— Start MATERIAL PROVIDED —

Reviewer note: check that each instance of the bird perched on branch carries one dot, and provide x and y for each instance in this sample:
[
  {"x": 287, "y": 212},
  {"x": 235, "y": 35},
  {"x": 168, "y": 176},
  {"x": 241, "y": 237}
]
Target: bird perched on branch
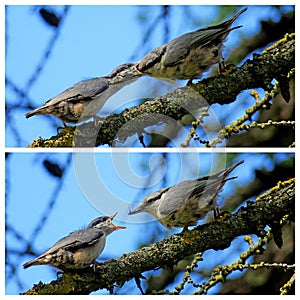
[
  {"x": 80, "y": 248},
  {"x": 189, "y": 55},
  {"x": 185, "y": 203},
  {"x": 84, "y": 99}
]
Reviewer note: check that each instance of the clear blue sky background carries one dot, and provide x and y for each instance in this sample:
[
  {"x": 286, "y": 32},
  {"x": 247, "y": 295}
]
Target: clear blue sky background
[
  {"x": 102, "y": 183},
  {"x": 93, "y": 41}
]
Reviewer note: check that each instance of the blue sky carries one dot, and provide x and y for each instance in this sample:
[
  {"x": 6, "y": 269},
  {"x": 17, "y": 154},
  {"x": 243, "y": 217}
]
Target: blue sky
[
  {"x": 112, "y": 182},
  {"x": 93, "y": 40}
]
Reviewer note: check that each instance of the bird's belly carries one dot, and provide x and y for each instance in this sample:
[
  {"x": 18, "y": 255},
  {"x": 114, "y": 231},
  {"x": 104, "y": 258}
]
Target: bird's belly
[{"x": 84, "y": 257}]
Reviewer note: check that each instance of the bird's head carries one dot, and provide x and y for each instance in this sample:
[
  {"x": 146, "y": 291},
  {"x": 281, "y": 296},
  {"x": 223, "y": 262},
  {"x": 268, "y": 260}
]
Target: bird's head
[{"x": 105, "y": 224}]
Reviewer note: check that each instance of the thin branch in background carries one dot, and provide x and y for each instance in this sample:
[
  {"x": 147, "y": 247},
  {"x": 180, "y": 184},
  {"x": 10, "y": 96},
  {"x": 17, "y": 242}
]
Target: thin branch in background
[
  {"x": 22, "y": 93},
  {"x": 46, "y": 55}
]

— End MATERIAL PROVIDED —
— Start MATERIAL PROVIDED —

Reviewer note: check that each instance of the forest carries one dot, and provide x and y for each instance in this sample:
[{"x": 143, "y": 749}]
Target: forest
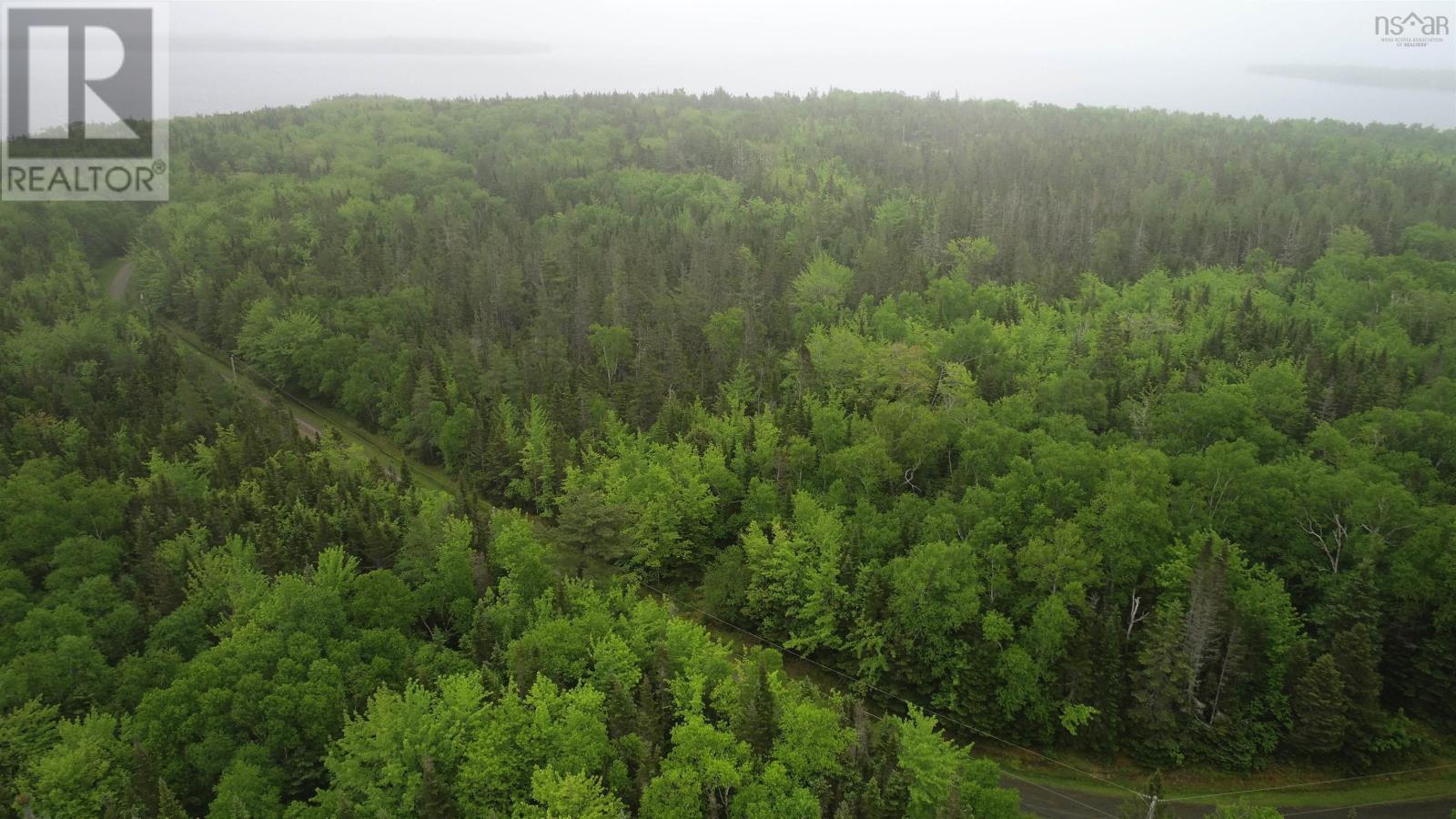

— End MATERIAL PROVIDED —

EXERCISE PROMPT
Transcribe the listing above, starting at the line with "Reviewer note: check that each instance of the forest" and going on through the line with "Target: forest", both lines included and nothing more.

CORRECT RESULT
Reviewer note: check that each instance of the forest carries one dot, and provide x and y for each instance in this sample:
[{"x": 143, "y": 749}]
Target: forest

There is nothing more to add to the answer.